▼
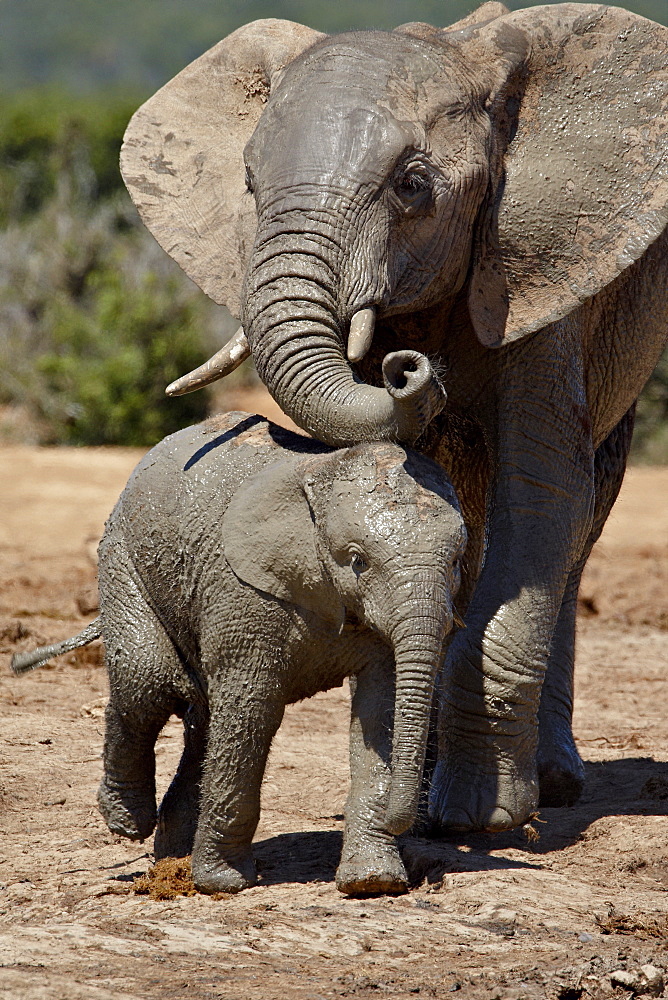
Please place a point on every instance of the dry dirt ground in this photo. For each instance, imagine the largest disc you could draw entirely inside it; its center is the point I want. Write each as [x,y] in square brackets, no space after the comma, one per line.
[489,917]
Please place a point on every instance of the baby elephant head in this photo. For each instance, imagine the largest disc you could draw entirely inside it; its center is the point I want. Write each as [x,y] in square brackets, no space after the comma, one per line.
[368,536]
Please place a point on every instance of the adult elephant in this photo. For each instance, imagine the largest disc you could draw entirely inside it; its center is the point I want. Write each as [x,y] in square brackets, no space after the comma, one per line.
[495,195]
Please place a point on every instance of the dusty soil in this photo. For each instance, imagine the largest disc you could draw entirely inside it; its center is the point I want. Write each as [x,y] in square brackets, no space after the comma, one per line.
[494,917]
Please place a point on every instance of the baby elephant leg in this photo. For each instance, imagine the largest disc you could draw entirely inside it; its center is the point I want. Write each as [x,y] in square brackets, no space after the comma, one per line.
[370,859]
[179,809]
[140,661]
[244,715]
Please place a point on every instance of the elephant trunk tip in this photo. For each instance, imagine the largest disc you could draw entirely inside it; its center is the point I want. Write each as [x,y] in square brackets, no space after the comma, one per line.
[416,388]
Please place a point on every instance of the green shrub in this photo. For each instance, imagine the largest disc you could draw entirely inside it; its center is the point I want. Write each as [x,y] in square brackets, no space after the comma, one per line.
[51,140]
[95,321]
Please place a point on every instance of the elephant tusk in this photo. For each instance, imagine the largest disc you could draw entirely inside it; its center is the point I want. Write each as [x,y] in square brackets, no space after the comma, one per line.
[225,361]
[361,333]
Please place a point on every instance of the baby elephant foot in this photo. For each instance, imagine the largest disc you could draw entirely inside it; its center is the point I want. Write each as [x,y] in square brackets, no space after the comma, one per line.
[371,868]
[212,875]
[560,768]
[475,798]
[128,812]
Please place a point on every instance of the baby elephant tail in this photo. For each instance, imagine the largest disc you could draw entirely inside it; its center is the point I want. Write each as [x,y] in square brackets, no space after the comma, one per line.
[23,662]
▲
▼
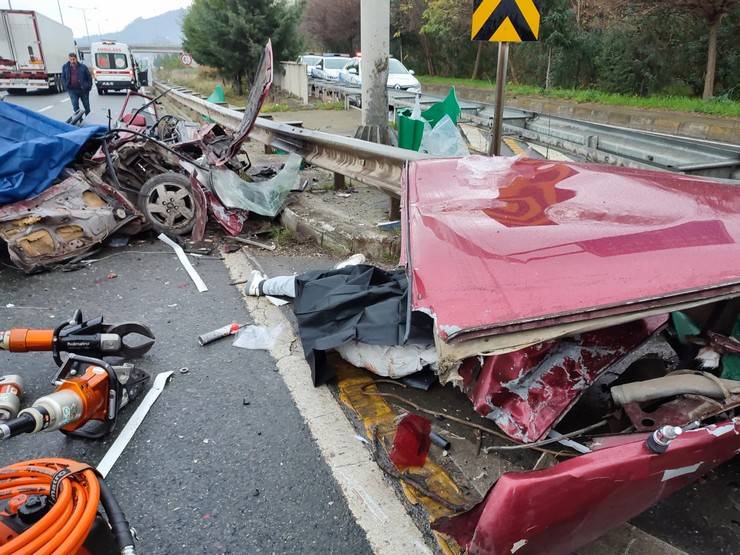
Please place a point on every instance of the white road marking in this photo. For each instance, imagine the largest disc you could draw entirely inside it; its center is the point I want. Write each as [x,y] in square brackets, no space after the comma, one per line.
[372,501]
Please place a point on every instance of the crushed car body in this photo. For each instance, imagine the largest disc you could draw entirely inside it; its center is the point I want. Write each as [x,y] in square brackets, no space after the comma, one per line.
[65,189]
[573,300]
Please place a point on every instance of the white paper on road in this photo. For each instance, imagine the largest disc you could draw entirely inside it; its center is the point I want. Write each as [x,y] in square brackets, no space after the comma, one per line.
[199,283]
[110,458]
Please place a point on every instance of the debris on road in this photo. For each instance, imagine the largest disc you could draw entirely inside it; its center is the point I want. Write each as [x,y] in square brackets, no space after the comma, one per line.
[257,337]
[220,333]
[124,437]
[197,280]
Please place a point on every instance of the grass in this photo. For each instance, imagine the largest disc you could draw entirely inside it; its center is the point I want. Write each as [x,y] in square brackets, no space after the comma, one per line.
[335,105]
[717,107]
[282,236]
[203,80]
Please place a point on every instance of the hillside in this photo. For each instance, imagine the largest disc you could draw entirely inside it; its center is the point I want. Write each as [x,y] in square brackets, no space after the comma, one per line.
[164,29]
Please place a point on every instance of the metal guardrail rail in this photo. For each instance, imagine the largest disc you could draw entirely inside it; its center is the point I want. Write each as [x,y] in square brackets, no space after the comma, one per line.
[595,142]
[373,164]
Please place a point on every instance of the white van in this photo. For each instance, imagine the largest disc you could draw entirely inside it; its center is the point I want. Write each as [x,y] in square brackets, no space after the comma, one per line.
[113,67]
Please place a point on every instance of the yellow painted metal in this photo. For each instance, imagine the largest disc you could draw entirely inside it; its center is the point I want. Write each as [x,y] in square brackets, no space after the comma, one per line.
▲
WHAT THE TASK ASKS =
Reproduce the lines starting at the one containing "Please place a point on every instance of the white van" and ending at the one containing "Please place a point on every instance of the yellow", with "white van" replaced by "silver van" and nothing else changed.

EXERCISE RESPONSE =
Please place a point on every instance of the silver van in this photo. For each instance, imagine the largest disc you could draw entirely inside it; its center is the point I want. Write each as [x,y] in square brackets, no space after the comma, one per line.
[113,67]
Please place a point on every instance of the yellow painted metal in this photo. For each instance, imagine the largest disc you could draw entirely inside it; its center is the point I want. Write each as [x,y] in square brackets, no space after the comma, one per line.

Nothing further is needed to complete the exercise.